Saved entries
####

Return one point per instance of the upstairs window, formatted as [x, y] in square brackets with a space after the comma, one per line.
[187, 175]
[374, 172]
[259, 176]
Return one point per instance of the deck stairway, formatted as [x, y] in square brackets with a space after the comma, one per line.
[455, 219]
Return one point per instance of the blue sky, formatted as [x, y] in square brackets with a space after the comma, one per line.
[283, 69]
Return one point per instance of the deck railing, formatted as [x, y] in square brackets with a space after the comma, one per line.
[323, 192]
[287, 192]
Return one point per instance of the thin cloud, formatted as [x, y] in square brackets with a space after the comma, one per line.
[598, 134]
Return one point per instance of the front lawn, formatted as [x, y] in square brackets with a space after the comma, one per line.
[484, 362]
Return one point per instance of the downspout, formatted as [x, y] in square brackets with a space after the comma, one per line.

####

### Your task
Set all of the data down again exactly.

### Task output
Return one point per instance of the upstairs window, formatted as [x, y] in square brackets with a space after the comma, one per line.
[187, 175]
[374, 172]
[259, 176]
Return one point per instance of the deck stairway, formatted as [x, y] in square brackets with a space after the comma, one per line.
[455, 219]
Return one point per instance of the blue sky, formatted as [x, y] in square brackets with a space after the comma, one per line.
[283, 69]
Return one point per instance of the deck railing, formatted as [x, y] in square brackets with a space after the comma, one per line.
[323, 192]
[287, 192]
Return one point per instance of the thin cloud, formatted as [x, y] in square brackets with a space after the comma, one per line.
[598, 134]
Return one point per instance of the front lawn, formatted as [x, y] in square brackets with a space after the comma, one per line.
[484, 362]
Return one point per instance of the downspout, formatted as [x, y] in square brackets with a space after the comma, one per line.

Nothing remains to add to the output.